Exercise details. Return each line of the data below unchanged, please.

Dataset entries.
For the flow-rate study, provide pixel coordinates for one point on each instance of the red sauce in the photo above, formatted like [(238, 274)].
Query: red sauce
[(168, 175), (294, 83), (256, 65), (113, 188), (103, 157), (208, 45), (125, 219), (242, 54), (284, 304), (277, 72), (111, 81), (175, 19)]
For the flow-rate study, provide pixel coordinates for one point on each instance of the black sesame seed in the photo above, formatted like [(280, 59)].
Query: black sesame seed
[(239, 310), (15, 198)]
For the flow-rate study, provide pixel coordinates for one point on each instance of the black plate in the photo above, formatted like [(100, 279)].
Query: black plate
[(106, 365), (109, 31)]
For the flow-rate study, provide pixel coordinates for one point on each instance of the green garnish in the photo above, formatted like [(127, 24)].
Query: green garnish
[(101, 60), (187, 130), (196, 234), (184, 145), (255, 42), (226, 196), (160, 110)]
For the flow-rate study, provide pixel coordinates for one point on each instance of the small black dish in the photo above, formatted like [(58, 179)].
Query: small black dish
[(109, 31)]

Problem solution.
For the flow-rate study, provide pixel coordinates for one point on each instance of the red sauce in the photo above, formatted like [(238, 274)].
Query: red sauce
[(168, 175), (294, 83), (256, 65), (113, 188), (103, 157), (208, 45), (125, 219), (242, 54), (284, 304), (277, 72), (111, 81), (175, 19)]
For the flow-rate study, provide pixel coordinates for one point on each instance of the black sesame seed in the photo above, formatted like [(280, 59)].
Query: black sesame seed
[(239, 310), (15, 198)]
For the flow-rate study, provide pixel coordinates for one point on each instance of the black plate in the photo above, formatted like [(100, 279)].
Query: black plate
[(106, 365), (109, 31)]
For the flow-rate study, provide pixel coordinates for one point on each instance of the green garnish in the photo above, formatted like [(127, 24)].
Query: green garnish
[(101, 60), (187, 130), (196, 234), (184, 145), (255, 42), (226, 196), (160, 110)]
For the flow-rate study, provide pixel coordinates for one point on each instance of the small black dish in the photo above, formatted like [(58, 179)].
Query: small black dish
[(109, 31)]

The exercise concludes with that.